“Perfect is goed, maar goed is perfect”

Ik heb het heel lang ontzettend moeilijk gevonden om fouten te maken. Een groot deel van mijn leven betekende het maken van fouten, het ‘dingen verkeerd doen’, afwijzing, pijn, straf of erger. Nee zeggen? Huilen omdat ik pijn had? Ademen zonder toestemming? Mijn ogen dichtdoen? Vergeten te glimlachen? Als ik dat deed gebeurden er dingen waarbij al het voorgaande verbleekte. En opnieuw. En opnieuw.  Gewoon, zodat ik leerde te doen wat er van me verwacht werd. (Zonder huilen natuurlijk).

Het ontwikkelen van de gewoonte om dingen altijd goed te doen was noodzakelijk om te kunnen overleven. Niet alleen wanneer ik in acuut gevaar was en er geweld dreigde en ook plaatshad, maar ook later toen ik in die perfectie een tegenwicht vond voor het gewicht van het trauma dat op me drukte.

Perfectionisme was een vriend die me beschermde, in leven hield in erbarmelijke omstandigheden en die me dreef om door te gaan, ook wanneer ik moe was en niet meer kon. Zonder mijn perfectionisme zou ik nooit zijn gekomen waar ik nu gekomen was. Ik realiseer me dit en ben er dankbaar voor.

AANGELEVERDE GEGEVENS →
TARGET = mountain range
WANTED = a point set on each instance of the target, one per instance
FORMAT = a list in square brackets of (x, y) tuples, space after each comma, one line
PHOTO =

JOUW OPDRACHT →
Waarvoor was het ontwikkelen van de gewoonte om dingen altijd goed te doen volgens de tekst over perfectionisme noodzakelijk? Ga alleen uit van de tekst over perfectionisme.

ANTWOORD →
Om te kunnen overleven.